> Your task: I would like the lines below, from the one with "304L1021 371L1052 489L1119" through the one with "positive clicks: (218, 312) (211, 228)", copied exactly and without any pictures.

[Extracted data entries]
- Opening Delimiter -

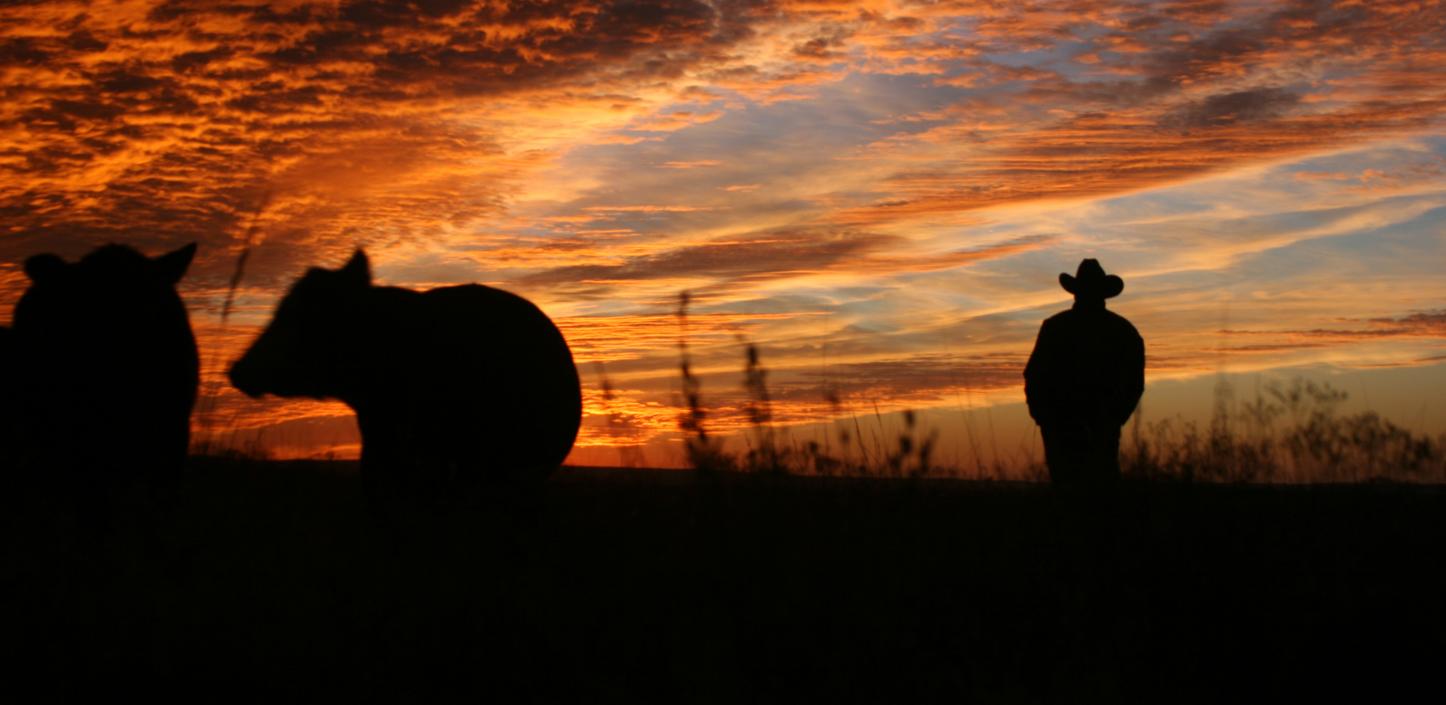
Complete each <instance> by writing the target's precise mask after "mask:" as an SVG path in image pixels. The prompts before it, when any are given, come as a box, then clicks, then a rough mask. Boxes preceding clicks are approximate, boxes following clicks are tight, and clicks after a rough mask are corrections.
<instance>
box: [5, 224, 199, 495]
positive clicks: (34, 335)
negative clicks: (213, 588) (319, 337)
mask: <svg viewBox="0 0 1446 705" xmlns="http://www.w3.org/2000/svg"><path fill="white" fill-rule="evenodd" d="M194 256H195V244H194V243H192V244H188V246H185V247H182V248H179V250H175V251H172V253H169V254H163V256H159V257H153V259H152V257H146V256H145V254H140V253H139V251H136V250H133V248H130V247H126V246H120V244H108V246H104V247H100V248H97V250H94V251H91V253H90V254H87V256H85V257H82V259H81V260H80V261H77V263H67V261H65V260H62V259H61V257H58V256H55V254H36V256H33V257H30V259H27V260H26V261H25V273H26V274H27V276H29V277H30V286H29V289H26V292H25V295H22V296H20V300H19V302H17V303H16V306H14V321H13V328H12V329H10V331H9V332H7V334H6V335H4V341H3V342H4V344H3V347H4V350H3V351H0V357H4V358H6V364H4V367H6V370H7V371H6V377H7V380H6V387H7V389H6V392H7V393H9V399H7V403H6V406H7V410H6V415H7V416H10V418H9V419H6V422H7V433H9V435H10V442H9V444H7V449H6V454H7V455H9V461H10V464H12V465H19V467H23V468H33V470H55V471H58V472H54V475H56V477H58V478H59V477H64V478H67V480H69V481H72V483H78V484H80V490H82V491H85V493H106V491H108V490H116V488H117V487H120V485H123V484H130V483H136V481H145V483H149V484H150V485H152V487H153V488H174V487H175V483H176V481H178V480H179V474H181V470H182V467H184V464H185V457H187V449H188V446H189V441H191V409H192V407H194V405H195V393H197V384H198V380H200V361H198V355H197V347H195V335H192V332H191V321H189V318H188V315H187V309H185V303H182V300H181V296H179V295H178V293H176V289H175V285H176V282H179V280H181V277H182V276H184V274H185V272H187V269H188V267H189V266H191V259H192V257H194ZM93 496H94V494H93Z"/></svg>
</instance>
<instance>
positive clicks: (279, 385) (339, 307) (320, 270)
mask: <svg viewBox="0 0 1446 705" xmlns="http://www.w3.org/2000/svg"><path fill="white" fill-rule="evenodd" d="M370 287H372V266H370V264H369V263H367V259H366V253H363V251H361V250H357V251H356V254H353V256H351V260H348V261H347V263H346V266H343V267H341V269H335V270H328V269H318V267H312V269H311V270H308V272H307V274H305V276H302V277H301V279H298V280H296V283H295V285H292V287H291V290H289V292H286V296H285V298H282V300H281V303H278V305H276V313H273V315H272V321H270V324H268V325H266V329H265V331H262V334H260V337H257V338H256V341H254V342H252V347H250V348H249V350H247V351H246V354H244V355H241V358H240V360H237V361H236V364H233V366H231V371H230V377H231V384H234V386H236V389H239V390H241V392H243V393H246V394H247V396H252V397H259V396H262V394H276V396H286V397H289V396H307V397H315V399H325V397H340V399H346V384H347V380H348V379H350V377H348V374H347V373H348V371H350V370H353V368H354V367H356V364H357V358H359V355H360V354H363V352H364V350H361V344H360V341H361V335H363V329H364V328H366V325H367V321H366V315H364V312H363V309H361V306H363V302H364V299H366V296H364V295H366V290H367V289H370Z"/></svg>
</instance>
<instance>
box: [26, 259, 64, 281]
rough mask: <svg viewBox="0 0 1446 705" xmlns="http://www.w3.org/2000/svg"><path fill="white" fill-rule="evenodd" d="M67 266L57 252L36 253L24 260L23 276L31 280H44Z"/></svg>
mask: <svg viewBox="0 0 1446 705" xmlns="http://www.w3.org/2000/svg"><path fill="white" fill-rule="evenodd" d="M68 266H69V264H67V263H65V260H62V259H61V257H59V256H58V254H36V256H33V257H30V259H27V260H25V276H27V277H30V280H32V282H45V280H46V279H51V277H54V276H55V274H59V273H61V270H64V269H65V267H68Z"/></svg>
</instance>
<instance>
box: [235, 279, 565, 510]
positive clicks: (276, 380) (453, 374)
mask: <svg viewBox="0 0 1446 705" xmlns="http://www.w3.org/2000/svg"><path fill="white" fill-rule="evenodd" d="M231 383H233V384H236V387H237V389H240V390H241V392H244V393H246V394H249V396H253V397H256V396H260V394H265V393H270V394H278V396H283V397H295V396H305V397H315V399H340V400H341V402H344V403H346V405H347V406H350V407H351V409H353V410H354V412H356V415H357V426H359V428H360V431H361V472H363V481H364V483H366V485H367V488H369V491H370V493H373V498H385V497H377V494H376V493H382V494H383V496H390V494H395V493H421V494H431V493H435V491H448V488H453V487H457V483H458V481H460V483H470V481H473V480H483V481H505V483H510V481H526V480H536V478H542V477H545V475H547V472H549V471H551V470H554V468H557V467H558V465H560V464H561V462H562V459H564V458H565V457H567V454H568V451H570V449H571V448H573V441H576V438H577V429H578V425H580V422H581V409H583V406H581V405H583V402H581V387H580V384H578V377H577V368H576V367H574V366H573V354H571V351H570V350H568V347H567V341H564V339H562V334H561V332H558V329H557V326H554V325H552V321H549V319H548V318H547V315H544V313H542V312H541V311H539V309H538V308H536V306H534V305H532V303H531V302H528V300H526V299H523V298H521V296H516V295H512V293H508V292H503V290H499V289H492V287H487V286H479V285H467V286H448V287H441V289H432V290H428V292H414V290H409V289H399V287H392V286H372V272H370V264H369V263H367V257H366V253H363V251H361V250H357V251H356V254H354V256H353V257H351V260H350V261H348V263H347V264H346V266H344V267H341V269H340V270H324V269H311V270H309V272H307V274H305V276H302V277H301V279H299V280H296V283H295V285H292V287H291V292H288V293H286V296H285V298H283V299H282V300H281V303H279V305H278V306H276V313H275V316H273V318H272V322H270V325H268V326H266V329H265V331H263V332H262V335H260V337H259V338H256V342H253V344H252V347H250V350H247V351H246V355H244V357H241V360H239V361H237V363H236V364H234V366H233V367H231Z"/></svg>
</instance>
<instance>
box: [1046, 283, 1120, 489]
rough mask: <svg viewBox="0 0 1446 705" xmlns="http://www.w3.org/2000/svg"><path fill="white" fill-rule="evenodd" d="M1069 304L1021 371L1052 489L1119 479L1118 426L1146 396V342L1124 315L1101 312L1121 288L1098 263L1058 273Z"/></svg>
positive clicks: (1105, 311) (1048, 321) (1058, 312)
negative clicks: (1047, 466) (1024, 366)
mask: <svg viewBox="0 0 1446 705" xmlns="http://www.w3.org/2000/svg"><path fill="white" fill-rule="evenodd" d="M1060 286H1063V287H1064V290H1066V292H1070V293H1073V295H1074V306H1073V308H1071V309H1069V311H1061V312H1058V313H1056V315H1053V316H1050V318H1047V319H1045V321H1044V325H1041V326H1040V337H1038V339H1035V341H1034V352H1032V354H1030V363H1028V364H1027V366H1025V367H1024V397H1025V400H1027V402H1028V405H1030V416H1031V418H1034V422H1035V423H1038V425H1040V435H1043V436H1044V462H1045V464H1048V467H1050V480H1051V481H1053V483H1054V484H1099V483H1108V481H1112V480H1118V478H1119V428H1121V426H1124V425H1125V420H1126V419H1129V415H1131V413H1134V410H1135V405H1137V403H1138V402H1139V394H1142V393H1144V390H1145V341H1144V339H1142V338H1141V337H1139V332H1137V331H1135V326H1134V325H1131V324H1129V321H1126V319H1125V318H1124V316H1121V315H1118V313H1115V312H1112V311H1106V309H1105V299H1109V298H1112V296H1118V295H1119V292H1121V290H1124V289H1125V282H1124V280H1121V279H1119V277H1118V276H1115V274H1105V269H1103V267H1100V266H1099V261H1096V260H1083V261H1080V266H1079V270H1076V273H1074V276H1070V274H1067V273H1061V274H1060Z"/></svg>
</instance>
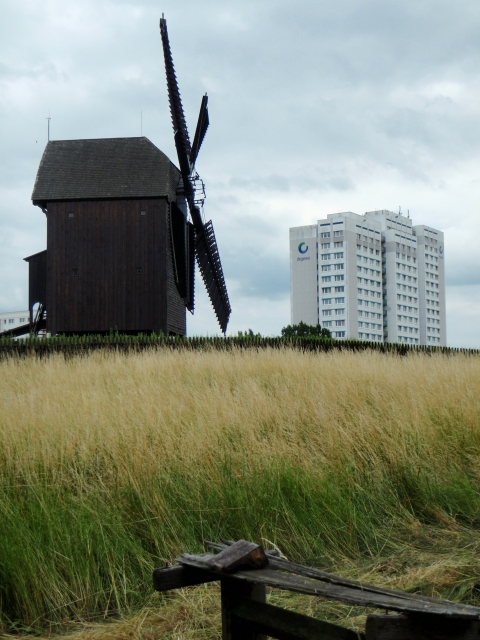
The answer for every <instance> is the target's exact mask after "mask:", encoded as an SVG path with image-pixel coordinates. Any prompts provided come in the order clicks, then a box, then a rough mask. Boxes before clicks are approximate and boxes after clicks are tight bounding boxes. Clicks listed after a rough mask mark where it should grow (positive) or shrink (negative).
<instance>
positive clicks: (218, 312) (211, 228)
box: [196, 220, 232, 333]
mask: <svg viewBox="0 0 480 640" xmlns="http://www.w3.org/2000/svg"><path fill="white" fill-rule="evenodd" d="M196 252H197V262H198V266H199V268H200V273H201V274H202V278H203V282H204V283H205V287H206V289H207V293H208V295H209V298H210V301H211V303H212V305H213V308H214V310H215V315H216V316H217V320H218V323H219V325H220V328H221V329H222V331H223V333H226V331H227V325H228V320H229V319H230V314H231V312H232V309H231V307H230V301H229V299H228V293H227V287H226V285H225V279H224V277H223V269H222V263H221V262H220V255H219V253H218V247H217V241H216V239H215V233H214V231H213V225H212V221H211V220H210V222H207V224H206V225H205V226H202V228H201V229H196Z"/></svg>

- Closing Delimiter -
- Opening Delimiter -

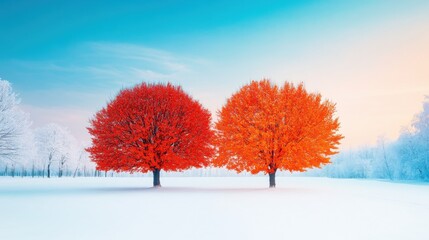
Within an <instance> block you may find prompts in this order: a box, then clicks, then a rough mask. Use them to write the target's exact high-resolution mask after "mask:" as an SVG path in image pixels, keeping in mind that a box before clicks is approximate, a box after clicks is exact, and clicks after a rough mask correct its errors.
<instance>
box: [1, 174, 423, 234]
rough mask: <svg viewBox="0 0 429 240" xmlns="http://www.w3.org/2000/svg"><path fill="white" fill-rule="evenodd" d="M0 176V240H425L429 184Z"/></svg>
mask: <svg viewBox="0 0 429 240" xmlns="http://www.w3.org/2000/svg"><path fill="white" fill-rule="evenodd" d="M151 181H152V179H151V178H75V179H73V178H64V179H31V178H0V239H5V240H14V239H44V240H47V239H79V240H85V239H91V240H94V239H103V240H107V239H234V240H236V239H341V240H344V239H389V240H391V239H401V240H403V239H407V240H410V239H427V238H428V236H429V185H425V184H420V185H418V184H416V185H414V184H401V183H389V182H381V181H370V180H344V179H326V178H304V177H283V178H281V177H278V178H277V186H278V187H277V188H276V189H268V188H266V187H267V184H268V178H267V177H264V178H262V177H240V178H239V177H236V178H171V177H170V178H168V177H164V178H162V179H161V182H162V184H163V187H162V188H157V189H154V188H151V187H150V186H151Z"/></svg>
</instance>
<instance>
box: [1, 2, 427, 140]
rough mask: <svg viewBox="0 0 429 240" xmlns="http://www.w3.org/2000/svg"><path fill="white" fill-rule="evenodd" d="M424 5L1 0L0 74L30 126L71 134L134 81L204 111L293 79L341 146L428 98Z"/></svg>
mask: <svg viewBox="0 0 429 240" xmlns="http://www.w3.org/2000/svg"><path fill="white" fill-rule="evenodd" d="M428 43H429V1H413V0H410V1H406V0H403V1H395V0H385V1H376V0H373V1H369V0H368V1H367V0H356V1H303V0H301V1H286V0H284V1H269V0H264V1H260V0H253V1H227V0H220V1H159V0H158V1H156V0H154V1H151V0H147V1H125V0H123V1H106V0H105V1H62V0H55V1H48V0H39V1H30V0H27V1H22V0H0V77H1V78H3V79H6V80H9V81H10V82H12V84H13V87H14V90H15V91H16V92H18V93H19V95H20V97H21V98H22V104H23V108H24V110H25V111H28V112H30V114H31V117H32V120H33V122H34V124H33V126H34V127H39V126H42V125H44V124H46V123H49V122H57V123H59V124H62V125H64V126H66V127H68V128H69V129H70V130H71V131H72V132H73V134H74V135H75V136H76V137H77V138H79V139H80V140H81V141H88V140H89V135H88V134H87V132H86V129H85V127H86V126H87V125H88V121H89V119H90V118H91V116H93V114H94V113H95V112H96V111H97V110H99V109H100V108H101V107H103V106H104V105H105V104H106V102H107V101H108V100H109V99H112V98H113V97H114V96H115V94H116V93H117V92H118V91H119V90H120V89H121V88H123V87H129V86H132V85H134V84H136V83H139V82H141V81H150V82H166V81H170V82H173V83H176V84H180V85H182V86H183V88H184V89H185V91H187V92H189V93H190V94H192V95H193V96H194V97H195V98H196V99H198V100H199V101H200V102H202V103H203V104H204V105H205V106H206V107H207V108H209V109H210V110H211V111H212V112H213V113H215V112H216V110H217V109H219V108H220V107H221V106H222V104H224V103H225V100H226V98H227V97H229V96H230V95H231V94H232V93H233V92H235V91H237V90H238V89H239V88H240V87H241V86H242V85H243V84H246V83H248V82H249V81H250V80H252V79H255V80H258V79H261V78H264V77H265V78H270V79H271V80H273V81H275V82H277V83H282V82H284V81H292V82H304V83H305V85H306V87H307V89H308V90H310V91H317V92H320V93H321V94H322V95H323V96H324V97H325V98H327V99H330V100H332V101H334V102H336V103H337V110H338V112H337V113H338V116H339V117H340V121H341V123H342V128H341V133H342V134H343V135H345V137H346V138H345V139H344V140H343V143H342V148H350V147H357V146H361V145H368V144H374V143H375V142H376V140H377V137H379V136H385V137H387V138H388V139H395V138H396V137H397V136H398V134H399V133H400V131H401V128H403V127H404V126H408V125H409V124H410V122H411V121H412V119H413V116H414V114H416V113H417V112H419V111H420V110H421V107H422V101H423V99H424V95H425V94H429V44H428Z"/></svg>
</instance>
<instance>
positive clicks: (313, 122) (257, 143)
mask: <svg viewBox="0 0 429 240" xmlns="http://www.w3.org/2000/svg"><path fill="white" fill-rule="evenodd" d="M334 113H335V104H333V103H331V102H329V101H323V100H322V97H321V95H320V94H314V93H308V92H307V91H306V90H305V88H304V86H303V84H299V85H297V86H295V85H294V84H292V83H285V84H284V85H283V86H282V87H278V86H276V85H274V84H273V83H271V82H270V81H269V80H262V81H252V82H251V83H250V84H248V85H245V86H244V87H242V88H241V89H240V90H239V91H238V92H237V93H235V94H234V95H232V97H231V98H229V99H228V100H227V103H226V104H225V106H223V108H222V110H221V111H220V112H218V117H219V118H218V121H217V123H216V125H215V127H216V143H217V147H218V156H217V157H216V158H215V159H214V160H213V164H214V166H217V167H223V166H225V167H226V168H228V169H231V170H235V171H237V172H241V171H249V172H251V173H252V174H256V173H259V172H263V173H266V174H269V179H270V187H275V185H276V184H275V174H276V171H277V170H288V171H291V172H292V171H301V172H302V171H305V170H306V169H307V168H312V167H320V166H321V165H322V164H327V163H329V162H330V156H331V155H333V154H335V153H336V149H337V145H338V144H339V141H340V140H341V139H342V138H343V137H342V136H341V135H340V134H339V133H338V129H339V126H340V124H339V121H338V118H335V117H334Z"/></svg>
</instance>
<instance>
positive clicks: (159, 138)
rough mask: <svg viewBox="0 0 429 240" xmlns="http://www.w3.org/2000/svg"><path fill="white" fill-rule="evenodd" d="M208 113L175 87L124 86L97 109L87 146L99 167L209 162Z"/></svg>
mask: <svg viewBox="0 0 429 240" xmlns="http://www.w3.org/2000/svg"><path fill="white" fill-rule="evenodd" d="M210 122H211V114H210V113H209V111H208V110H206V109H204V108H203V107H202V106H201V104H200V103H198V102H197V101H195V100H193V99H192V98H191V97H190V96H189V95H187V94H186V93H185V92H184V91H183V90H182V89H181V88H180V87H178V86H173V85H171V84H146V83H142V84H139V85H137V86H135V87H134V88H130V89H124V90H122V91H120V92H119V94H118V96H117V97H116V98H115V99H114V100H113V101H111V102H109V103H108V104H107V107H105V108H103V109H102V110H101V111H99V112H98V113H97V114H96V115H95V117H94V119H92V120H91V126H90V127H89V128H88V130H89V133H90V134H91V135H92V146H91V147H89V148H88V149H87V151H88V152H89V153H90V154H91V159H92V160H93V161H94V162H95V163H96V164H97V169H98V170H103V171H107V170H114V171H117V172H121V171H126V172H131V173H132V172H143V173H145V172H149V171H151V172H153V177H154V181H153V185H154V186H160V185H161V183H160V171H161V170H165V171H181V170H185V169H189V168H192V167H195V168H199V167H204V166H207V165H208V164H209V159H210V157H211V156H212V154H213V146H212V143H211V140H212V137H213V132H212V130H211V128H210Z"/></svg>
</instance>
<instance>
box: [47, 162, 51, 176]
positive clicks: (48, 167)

- Closing Delimiter -

> Exercise result:
rough mask: <svg viewBox="0 0 1446 705" xmlns="http://www.w3.org/2000/svg"><path fill="white" fill-rule="evenodd" d="M1069 304L1021 371L1052 489L1119 479L1118 426L1146 396V342L1124 315L1101 312L1121 288L1098 263L1058 273Z"/></svg>
positive clicks: (1105, 311) (1048, 321) (1058, 312)
negative clicks: (1047, 466) (1024, 366)
mask: <svg viewBox="0 0 1446 705" xmlns="http://www.w3.org/2000/svg"><path fill="white" fill-rule="evenodd" d="M1060 286H1063V287H1064V290H1066V292H1070V293H1073V295H1074V306H1073V308H1071V309H1069V311H1061V312H1058V313H1056V315H1053V316H1050V318H1047V319H1045V321H1044V325H1041V326H1040V337H1038V339H1035V341H1034V352H1032V354H1030V363H1028V364H1027V366H1025V367H1024V397H1025V400H1027V402H1028V405H1030V416H1031V418H1034V422H1035V423H1038V425H1040V435H1043V436H1044V462H1045V464H1048V467H1050V480H1051V481H1053V483H1054V484H1099V483H1108V481H1112V480H1118V478H1119V428H1121V426H1124V425H1125V420H1126V419H1129V415H1131V413H1134V410H1135V405H1137V403H1138V402H1139V394H1142V393H1144V390H1145V341H1144V339H1142V338H1141V337H1139V332H1137V331H1135V326H1134V325H1131V324H1129V321H1126V319H1125V318H1124V316H1121V315H1118V313H1115V312H1112V311H1106V309H1105V299H1109V298H1112V296H1118V295H1119V292H1121V290H1124V289H1125V282H1124V280H1121V279H1119V277H1118V276H1115V274H1105V269H1103V267H1100V266H1099V261H1096V260H1083V261H1080V266H1079V270H1076V273H1074V276H1070V274H1067V273H1061V274H1060Z"/></svg>
</instance>
The answer for every <instance> is the target's exact mask after "mask:", encoded as an SVG path with image-pixel coordinates. Any prompts provided come in the order clicks, then a box, then a rough mask. Boxes before clicks are approximate and boxes after clicks are tight bounding boxes. Clicks listed after a rough mask mark where it should grow (positive) or shrink (negative).
<instance>
positive clicks: (218, 312) (211, 228)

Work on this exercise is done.